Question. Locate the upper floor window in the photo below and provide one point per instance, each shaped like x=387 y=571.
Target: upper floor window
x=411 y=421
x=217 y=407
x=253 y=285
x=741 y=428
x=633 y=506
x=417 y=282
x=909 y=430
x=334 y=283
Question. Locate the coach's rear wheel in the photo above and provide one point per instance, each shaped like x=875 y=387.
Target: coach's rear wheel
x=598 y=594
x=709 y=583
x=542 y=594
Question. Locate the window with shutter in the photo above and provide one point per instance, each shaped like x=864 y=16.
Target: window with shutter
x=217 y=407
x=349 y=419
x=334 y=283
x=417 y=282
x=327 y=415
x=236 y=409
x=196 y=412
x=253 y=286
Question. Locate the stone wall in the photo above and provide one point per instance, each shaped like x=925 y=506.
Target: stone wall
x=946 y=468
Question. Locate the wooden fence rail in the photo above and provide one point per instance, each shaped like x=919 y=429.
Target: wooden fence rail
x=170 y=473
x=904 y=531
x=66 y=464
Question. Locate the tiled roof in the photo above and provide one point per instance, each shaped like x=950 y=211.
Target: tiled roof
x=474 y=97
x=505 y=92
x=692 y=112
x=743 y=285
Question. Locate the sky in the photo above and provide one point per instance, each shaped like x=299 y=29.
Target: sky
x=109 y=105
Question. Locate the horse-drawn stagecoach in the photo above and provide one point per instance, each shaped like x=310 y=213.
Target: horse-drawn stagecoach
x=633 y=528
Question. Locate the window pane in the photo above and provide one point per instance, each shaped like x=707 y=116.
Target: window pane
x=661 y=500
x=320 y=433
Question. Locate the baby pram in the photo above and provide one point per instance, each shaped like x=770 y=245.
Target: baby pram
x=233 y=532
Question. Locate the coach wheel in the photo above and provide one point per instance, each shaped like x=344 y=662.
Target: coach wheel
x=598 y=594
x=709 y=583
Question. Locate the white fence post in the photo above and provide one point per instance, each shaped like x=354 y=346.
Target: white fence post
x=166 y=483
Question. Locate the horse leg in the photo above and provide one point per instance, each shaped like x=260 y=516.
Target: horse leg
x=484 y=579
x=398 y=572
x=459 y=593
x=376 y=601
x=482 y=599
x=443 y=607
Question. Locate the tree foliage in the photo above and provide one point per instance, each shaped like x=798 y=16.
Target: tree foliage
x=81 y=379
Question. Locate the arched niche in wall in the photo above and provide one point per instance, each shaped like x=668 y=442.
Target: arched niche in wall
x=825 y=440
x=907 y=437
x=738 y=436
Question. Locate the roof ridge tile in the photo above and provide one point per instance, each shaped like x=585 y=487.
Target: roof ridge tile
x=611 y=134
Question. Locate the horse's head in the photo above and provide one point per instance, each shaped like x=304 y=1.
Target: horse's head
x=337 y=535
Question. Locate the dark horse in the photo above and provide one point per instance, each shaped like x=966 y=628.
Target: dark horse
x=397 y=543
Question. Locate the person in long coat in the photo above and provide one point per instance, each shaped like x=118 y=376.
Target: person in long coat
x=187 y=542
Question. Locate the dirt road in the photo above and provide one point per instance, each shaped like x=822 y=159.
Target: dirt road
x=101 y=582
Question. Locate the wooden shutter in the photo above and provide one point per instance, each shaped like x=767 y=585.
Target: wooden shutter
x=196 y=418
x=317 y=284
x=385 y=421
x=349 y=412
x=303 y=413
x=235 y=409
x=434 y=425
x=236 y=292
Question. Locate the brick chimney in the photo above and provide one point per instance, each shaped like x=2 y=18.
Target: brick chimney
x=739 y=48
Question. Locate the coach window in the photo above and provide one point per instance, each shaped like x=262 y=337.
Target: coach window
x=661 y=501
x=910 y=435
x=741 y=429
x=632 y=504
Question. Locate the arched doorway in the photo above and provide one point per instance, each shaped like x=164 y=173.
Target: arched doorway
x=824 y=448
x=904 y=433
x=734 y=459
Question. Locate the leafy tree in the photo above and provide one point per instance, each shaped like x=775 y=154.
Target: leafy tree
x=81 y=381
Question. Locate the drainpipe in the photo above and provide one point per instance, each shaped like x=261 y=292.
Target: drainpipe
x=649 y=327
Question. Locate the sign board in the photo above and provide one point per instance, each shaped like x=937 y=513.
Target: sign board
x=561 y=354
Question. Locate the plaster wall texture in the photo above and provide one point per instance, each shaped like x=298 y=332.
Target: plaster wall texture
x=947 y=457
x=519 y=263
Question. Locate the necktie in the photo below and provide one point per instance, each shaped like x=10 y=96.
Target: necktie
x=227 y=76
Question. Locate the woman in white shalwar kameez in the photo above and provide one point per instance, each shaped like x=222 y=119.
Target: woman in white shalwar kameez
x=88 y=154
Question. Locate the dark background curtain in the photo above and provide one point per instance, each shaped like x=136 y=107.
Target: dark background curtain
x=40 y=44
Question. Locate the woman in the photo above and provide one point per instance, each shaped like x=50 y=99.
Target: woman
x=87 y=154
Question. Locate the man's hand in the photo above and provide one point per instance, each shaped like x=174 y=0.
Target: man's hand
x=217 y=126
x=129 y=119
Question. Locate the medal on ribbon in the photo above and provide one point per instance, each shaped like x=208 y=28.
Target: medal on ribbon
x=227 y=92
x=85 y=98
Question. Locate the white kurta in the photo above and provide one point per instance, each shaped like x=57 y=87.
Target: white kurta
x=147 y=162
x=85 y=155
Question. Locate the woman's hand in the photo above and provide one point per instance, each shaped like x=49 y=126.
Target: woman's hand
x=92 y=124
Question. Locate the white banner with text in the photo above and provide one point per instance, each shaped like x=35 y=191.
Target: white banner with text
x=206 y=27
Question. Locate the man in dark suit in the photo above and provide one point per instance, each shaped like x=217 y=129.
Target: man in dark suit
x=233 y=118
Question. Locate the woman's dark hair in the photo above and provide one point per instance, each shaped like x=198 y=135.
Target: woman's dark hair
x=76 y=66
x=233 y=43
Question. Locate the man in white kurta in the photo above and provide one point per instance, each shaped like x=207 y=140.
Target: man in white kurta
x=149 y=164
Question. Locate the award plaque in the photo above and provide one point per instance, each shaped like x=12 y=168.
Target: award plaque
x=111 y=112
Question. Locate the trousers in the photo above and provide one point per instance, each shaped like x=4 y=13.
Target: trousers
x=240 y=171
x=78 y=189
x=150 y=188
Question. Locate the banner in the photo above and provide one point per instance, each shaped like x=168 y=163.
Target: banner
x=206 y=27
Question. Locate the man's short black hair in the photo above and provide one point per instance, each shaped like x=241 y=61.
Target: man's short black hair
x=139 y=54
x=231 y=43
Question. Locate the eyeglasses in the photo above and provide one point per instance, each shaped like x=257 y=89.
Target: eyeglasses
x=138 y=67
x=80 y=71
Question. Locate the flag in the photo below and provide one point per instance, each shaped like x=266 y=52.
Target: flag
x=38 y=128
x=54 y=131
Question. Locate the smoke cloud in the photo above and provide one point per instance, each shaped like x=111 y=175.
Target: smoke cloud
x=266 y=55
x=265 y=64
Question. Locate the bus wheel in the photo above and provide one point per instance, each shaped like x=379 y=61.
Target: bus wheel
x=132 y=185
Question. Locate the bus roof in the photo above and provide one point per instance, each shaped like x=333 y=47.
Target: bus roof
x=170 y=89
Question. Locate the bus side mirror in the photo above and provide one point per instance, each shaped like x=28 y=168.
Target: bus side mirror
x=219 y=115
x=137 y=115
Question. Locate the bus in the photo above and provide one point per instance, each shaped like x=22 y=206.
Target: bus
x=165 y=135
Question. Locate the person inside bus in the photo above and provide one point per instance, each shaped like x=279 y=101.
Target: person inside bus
================================
_Short exercise:_
Please turn the lines above into a numbered list, leaving out any blank lines.

_Problem solution:_
1. Question. Locate the upper floor window in the photo below and provide one point per instance, each shaped like x=387 y=571.
2. Target: upper floor window
3. x=411 y=421
4. x=217 y=407
5. x=253 y=285
6. x=741 y=428
7. x=633 y=506
8. x=417 y=282
9. x=909 y=430
10. x=334 y=283
11. Question. Locate the coach's rear wheel in the photo above and provide one point per instance, each shaped like x=875 y=387.
12. Target: coach's rear wheel
13. x=598 y=594
14. x=709 y=583
15. x=542 y=594
16. Question. Locate the window with shutter in the photo above and provide one point per instance, each shaped like x=864 y=16.
17. Target: window with shutter
18. x=217 y=407
19. x=349 y=419
20. x=334 y=283
21. x=417 y=282
22. x=327 y=415
23. x=236 y=409
24. x=196 y=412
25. x=253 y=286
26. Question. Locate the stone wall in the photo above and provide one point per instance, each shaped like x=925 y=506.
27. Target: stone wall
28. x=946 y=468
29. Question. Locate the wooden fence rail in the photo above and provide one point per instance, each shaped like x=919 y=429.
30. Target: wooden fence rail
31. x=170 y=473
32. x=904 y=531
33. x=66 y=464
34. Question. Locate the tiled roof in the photo above and provide one point per instance, each shaped like x=950 y=211.
35. Target: tiled roof
36. x=474 y=97
37. x=505 y=92
38. x=692 y=112
39. x=743 y=285
40. Question. Locate the sky in the photo above and provide one point per instance, each shaped like x=299 y=29.
41. Target: sky
42. x=109 y=105
43. Question. Locate the horse-drawn stagecoach in the photo above and provide one point per instance, each shaped like x=310 y=213.
44. Target: horse-drawn stagecoach
45. x=633 y=528
46. Question. Locate the window pane in the photo above and provide one point per instance, each shaped like x=707 y=116.
47. Target: window pane
48. x=661 y=500
49. x=320 y=433
50. Question. Locate the baby pram in the photo above and provide one point per instance, each shaped like x=770 y=245.
51. Target: baby pram
52. x=233 y=532
53. Question. Locate the coach wheel in the photo above and provide one point per instance, each shaped like x=344 y=662.
54. Target: coach wheel
55. x=598 y=594
56. x=709 y=583
57. Question. Locate the white fence post in the photo above and provide one point per instance, each shaped like x=354 y=346.
58. Target: white fence post
59. x=166 y=483
60. Question. Locate the horse leg in the photo above and provide one point per instance, each shaped like x=260 y=516.
61. Target: horse leg
62. x=484 y=579
63. x=398 y=572
64. x=459 y=593
65. x=376 y=601
66. x=482 y=599
67. x=443 y=607
68. Question. Locate the tree foliage in the photo above and provide one point per instance, each shaped like x=798 y=16.
69. Target: tree foliage
70. x=81 y=379
71. Question. Locate the arched niche in wall in the photo above and provide one point per instance, each shaped like x=668 y=442.
72. Target: arched niche in wall
73. x=825 y=440
74. x=907 y=437
75. x=738 y=436
76. Question. Locate the roof ridge tile in the photo above and provide one point per instance, each shaped like x=585 y=487.
77. Target: roof ridge tile
78. x=611 y=134
79. Question. Locate the horse's head in the photo above and provide one point per instance, each shaped like x=304 y=1.
80. Target: horse's head
81. x=337 y=535
82. Question. Locate the dark horse in the photo above and provide one point per instance, each shaped like x=966 y=628.
83. Target: dark horse
84. x=397 y=543
85. Question. Locate the person in long coat in the photo above and provide one point per instance, each shaped like x=118 y=376.
86. Target: person in long coat
87. x=187 y=542
88. Question. Locate the dirt road in the photo above and provide one point per instance, each shaped like x=822 y=159.
89. Target: dirt road
90. x=101 y=582
91. Question. Locate the wooden shutter in the photo above and provide one point per instance, each shaped like x=767 y=585.
92. Target: wooden shutter
93. x=196 y=418
94. x=317 y=284
95. x=385 y=421
96. x=349 y=412
97. x=303 y=413
98. x=235 y=409
99. x=434 y=425
100. x=236 y=292
101. Question. Locate the brick chimney in the photo above and provide one point per instance, each shaped like x=2 y=18.
102. Target: brick chimney
103. x=739 y=48
104. Question. Locate the coach window in the photo above and provide one point per instance, each shaped like x=262 y=337.
105. Target: coach window
106. x=661 y=501
107. x=910 y=435
108. x=741 y=429
109. x=632 y=504
110. Question. Locate the arched doorway in the photo above and provide one point per instance, each shaped like x=164 y=173.
111. Target: arched doorway
112. x=824 y=448
113. x=904 y=433
114. x=734 y=459
115. Question. Locate the leafy tree in the photo above and provide one point per instance, each shaped like x=775 y=154.
116. Target: leafy tree
117. x=81 y=381
118. Question. Locate the drainpipe in the photo above and provide one point per instance, each shaped like x=261 y=292.
119. Target: drainpipe
120. x=649 y=327
121. Question. Locate the sign board in the photo above and provide one point per instance, each shaped like x=937 y=513.
122. Target: sign board
123. x=561 y=354
124. Question. Locate the plaster wall texture in the photo above and provide one point per instance, each shaped like x=298 y=332.
125. Target: plaster wall texture
126. x=947 y=457
127. x=519 y=263
128. Question. Locate the necktie in the photo below and provide one point per instance, each shaped like x=10 y=96.
129. Target: necktie
130. x=227 y=76
131. Question. Locate the woman in white shalwar kameez in the photo above and provide one point per instance, each shaped like x=222 y=119.
132. Target: woman in white shalwar kameez
133. x=88 y=154
134. Question. Locate the dark background curtain in the photo above and provide one point per instance, each shaped like x=136 y=107.
135. Target: dark background curtain
136. x=40 y=44
137. Question. Locate the woman in the photo above and provide one point per instance, each shaped like x=50 y=99.
138. Target: woman
139. x=87 y=154
140. Question. Locate the man's hand in the photo above and provide one point per instance, each shaped like x=174 y=0.
141. Target: man's hand
142. x=217 y=126
143. x=129 y=119
144. Question. Locate the medal on ribbon in the photo above and provide one point per instance, each shaped like x=208 y=28.
145. Target: medal on ribbon
146. x=227 y=92
147. x=85 y=98
148. Question. Locate the white kurta in the photo above and provide one point per instance, each shaped like x=57 y=87.
149. Target: white kurta
150. x=147 y=162
151. x=85 y=155
152. Question. Locate the woman's hand in the photo above and provide one point per instance, each shaped like x=49 y=126.
153. Target: woman's hand
154. x=92 y=124
155. Question. Locate the white banner with text in the photo above and provide one point per instance, each shaped like x=35 y=191.
156. Target: white banner with text
157. x=206 y=27
158. Question. Locate the man in dark suit in the photo above and provide one point per instance, each shaped like x=217 y=129.
159. Target: man in dark suit
160. x=233 y=118
161. Question. Locate the woman's dark hair in the photo above and provide one point per instance, each shaped like x=198 y=135.
162. Target: woman's dark hair
163. x=76 y=66
164. x=233 y=43
165. Question. Locate the man in white kurta in the photo above and provide one point per instance, each shaped like x=207 y=140.
166. Target: man in white kurta
167. x=149 y=164
168. Question. Locate the award plaque in the photo above and provide one point per instance, each shaped like x=12 y=168.
169. Target: award plaque
170. x=111 y=112
171. Question. Locate the trousers in the photo above and provide one point per instance, each shaped like x=4 y=13.
172. Target: trousers
173. x=240 y=171
174. x=78 y=189
175. x=150 y=188
176. Question. Locate the banner in the photo above and provide one point per instance, each shaped like x=168 y=163.
177. Target: banner
178. x=206 y=27
179. Question. Locate the man's short black hair in the photo above and provide one point per instance, each shaped like x=241 y=61.
180. Target: man's short black hair
181. x=139 y=54
182. x=231 y=43
183. Question. Locate the eyeglasses in the photo above and provide one point per instance, each shaped like x=257 y=89.
184. Target: eyeglasses
185. x=138 y=67
186. x=80 y=71
187. Question. Locate the flag in the photo below and provide one point per instance, each shaped like x=266 y=52.
188. Target: flag
189. x=38 y=128
190. x=54 y=131
191. Question. Locate the smoke cloud in the photo above and provide one point per instance, each shaped like x=111 y=175.
192. Target: smoke cloud
193. x=266 y=55
194. x=265 y=64
195. Question. Locate the bus wheel in the photo above and provide one point per instance, each shaped like x=379 y=61.
196. Target: bus wheel
197. x=132 y=185
198. Question. Locate the bus roof in the photo above and provide one point per instance, each shaped like x=333 y=47.
199. Target: bus roof
200. x=170 y=89
201. Question. Locate the bus side mirror in the photo above and provide one point per instance, each shaped like x=28 y=168.
202. Target: bus side mirror
203. x=219 y=115
204. x=137 y=115
205. Question. Locate the bus in the photo above and provide one point per instance, each shaped like x=22 y=206.
206. Target: bus
207. x=165 y=135
208. Question. Locate the person inside bus in the photo above and provide one point per instance, each shaped like x=279 y=101.
209. Target: person inside bus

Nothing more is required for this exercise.